Stated exercise 1: According to the post about the code review queue, what is the median age of open WMDE changesets?
Stated exercise 2: In the code review queue post, write out the passage from "http://korma.wmflabs.org/browser/gerrit_review_queue.html" to "reviews? Any ideas?" again, substituting "patch sets" for every "changesets".

Data to improve our code review queue

classic Classic list List threaded Threaded
13 messages Options
Reply | Threaded
Open this post in threaded view
|

Data to improve our code review queue

Quim Gil-2
Please have a look to some graphs visualizing interesting data from our
code review queues in Gerrit, focusing in the key Wikimedia software
projects.[1]

http://korma.wmflabs.org/browser/gerrit_review_queue.html

The queue of open chagesets keeps growing. We have open changesets
submitted in every month since March 2012. However, since last December we
must be doing something right, because the median times to update and
resolve submissions are decreasing.

Looking at http://korma.wmflabs.org/browser/scr.html , one reason for this
improvement might be that the volume of new changesets has also decreased
during the same period. Maybe newer patches get faster reviews? Any ideas?
We need to dig further.

We have created a "hall of shame" (add you preferred smiley here) to bring
under the light the repositories with the open changesets that haven't seen
any activity for a longer period. The principle is simple: you don't want
to see one of your repos appearing in the top 10.

Many of the _leading_ repos have a couple of open changesets only, and our
hope is that by showing up there, the maintainers will act on them quickly
(e.g. OpenStackManager, fluoride, commons, UserMerge, TorBlock, Vipscaler,
luasandbox...). This will leave the fight for the pole position to the
projects that actually have a real problem dealing with patches received
(Donationinterface, GuidedTour, UploadWizard...)

Who knows, perhaps we should organize "patch days", in the same way that we
have organized bug days in the past (which we want to recover now). We also
want to look at ways promote the oldest inactive requests. For instance,
what about directing new volunteers there, asking them to submit their code
revisions. For a patch that has been waiting in silence for over a year,
any feedback will be better than no feedback.

One last detail. Our initial motivation to look at the age of open
changesets by affiliation was to check whether submissions from WMF
employees and independent developers were treated equally. Interestingly,
there are no big differences between these groups. However, there are big
differences between the median age of open WMDE changesets (16.5 days) and
open Wikia changesets (almost 283 days). All this according to our
estimation of the origin of patches (domain of the submitter's email +
affiliation submitted by the developers that filled our survey.[2]

Your feedback about these metrics is welcome. Please reply here or file
Bugzilla reports directly to Analytics > Tech Community metrics

https://bugzilla.wikimedia.org/buglist.cgi?component=Tech%20community%20metrics&list_id=297881&product=Analytics&resolution=---

(Short link just in case: http://bit.ly/1q0itsl )

Record excerpts:

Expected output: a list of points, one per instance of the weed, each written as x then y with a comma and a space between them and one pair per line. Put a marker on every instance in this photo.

* * *

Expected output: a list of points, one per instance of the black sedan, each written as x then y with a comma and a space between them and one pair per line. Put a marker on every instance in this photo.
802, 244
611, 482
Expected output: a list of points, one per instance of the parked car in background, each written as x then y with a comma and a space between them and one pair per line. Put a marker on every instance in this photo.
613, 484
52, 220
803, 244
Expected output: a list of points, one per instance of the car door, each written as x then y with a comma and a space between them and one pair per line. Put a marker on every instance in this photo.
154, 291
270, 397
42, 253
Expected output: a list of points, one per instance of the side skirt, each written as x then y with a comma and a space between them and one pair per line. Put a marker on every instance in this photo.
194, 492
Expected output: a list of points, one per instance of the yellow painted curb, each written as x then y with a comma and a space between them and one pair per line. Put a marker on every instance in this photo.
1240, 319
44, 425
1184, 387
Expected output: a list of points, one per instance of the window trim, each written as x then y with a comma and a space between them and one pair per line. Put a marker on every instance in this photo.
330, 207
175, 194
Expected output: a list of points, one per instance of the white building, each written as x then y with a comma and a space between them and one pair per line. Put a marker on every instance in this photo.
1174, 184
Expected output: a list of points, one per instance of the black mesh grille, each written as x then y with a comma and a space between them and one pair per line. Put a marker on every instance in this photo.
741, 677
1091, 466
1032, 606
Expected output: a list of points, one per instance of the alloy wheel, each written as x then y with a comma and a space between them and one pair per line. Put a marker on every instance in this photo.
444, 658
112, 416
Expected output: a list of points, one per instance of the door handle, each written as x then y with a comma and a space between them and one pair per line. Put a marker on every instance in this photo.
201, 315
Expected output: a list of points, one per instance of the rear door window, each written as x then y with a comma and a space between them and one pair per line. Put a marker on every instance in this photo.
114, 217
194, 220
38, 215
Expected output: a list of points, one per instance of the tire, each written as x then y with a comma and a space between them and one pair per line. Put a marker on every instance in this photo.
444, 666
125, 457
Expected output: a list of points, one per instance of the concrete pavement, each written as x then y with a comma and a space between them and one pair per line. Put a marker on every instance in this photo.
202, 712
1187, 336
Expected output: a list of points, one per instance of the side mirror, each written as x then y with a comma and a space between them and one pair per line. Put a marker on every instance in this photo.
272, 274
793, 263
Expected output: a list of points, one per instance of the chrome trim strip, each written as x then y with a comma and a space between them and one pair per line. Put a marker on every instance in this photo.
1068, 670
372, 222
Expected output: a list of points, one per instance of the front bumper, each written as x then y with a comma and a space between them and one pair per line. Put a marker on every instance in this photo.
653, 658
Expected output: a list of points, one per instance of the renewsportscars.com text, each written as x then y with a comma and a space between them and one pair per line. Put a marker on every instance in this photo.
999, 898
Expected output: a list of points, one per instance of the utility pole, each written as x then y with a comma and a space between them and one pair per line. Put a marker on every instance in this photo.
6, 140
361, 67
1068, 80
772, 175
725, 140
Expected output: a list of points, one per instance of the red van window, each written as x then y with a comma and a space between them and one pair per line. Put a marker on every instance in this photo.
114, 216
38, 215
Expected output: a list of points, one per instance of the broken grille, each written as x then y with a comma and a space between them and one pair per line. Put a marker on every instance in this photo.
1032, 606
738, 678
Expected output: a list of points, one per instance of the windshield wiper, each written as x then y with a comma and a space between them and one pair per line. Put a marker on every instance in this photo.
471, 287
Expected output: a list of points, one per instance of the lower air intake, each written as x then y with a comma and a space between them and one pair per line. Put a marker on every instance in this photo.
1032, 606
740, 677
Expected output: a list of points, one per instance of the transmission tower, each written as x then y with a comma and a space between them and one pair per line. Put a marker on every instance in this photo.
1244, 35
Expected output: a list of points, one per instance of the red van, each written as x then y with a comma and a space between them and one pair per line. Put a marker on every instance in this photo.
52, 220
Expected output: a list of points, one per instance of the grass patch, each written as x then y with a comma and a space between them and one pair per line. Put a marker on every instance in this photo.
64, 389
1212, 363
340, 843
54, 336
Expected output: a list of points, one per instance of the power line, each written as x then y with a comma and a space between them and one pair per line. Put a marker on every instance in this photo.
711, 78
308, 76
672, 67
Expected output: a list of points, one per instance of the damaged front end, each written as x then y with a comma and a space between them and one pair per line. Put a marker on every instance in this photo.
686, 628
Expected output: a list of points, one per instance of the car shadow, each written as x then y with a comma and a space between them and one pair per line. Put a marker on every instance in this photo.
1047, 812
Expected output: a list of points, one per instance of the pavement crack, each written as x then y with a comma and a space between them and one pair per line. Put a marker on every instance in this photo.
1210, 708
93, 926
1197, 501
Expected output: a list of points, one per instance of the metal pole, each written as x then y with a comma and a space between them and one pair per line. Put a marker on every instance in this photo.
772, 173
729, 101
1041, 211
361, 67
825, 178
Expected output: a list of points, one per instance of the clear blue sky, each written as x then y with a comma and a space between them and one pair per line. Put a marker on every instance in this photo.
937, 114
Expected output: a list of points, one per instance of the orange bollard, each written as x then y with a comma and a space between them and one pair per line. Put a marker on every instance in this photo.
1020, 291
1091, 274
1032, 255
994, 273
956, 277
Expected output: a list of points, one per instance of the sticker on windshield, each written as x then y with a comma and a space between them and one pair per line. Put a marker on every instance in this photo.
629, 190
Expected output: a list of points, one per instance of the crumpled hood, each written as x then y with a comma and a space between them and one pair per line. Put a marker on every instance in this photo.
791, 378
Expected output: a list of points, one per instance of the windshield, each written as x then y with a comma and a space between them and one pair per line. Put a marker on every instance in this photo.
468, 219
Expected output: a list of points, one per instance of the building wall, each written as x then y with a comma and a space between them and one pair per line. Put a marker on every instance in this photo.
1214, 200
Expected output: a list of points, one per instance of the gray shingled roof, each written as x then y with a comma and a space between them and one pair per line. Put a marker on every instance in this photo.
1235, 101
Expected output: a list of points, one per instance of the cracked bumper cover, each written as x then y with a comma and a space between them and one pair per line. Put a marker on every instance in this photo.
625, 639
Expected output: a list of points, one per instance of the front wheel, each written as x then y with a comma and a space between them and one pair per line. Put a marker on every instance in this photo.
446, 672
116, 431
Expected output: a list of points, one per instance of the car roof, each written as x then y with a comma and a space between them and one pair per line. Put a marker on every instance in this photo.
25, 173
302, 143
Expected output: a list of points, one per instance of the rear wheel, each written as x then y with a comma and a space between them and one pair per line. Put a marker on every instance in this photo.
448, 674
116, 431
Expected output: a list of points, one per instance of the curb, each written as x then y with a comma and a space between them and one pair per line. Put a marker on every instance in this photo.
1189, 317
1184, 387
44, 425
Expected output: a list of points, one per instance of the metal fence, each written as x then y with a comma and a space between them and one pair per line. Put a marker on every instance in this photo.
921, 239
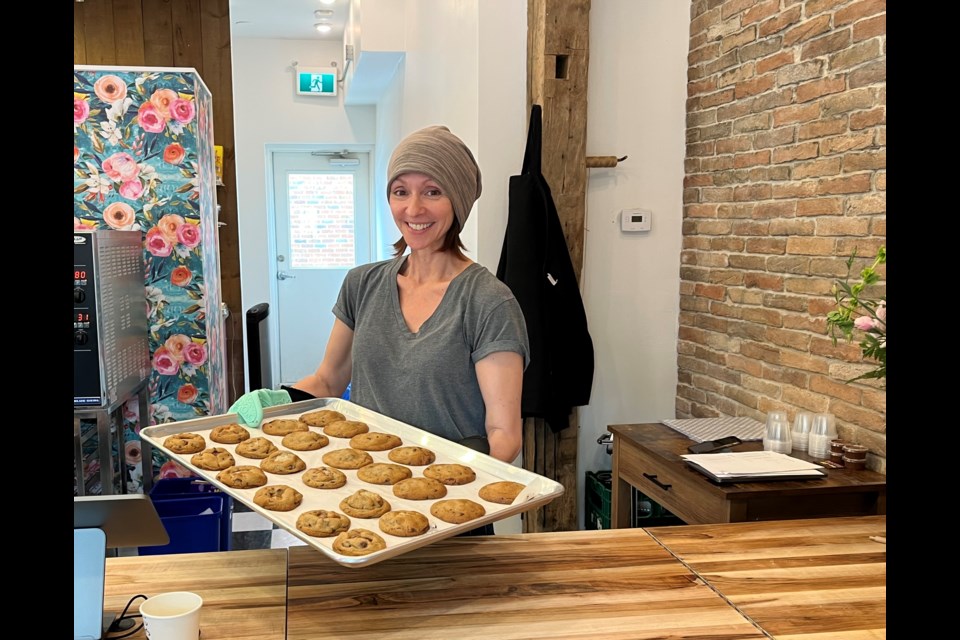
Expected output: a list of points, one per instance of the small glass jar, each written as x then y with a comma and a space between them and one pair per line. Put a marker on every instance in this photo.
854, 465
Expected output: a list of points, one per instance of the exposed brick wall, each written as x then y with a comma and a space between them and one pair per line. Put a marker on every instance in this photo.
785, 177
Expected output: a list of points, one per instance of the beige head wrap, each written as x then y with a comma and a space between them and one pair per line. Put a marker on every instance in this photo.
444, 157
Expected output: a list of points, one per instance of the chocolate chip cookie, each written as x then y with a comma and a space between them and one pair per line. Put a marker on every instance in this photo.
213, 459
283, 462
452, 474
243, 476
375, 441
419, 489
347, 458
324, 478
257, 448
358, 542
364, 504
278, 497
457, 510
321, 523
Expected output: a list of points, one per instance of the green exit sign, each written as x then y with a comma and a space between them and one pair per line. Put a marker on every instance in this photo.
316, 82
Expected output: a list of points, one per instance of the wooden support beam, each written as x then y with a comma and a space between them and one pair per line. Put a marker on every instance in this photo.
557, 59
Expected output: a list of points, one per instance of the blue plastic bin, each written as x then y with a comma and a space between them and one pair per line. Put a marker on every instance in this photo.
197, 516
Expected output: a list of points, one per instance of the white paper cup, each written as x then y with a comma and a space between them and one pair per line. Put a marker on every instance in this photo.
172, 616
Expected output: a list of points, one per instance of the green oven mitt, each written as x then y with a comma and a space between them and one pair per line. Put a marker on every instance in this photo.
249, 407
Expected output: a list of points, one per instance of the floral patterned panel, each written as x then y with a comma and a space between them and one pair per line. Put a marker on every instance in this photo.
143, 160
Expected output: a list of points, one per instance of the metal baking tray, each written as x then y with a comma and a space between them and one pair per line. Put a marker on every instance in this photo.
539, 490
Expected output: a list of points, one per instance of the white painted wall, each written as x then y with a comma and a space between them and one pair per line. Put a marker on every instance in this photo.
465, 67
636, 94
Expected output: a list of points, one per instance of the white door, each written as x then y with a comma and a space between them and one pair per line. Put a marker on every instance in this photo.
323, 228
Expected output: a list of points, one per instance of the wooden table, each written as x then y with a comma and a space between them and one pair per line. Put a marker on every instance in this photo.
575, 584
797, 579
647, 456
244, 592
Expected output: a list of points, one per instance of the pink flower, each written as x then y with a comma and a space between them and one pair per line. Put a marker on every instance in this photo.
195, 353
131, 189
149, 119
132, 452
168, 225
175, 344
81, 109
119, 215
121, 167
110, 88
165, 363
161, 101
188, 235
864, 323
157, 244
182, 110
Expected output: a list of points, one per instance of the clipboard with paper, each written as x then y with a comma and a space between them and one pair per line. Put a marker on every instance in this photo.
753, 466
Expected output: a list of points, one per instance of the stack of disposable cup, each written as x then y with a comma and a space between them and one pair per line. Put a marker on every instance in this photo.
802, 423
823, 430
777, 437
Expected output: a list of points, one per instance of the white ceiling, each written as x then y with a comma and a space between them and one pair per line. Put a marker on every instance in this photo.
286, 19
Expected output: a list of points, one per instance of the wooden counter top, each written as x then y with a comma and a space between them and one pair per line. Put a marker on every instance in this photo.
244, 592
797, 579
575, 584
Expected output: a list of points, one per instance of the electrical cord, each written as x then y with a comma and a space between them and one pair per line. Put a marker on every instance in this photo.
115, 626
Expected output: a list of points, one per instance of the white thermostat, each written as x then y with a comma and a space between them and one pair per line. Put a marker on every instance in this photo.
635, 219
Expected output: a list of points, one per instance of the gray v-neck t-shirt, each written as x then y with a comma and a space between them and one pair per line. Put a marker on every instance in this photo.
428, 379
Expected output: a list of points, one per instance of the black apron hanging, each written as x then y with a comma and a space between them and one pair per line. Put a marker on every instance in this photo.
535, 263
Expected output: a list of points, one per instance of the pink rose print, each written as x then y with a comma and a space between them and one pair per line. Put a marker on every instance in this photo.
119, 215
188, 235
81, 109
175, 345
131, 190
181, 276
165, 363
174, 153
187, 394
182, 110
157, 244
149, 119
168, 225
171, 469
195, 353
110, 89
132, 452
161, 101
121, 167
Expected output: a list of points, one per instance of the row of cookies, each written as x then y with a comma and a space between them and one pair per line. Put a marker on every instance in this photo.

Full answer 1: 16.5 days

Full answer 2:
http://korma.wmflabs.org/browser/gerrit_review_queue.html

The queue of open chagesets keeps growing. We have open patch sets
submitted in every month since March 2012. However, since last December we
must be doing something right, because the median times to update and
resolve submissions are decreasing.

Looking at http://korma.wmflabs.org/browser/scr.html , one reason for this
improvement might be that the volume of new patch sets has also decreased
during the same period. Maybe newer patches get faster reviews? Any ideas?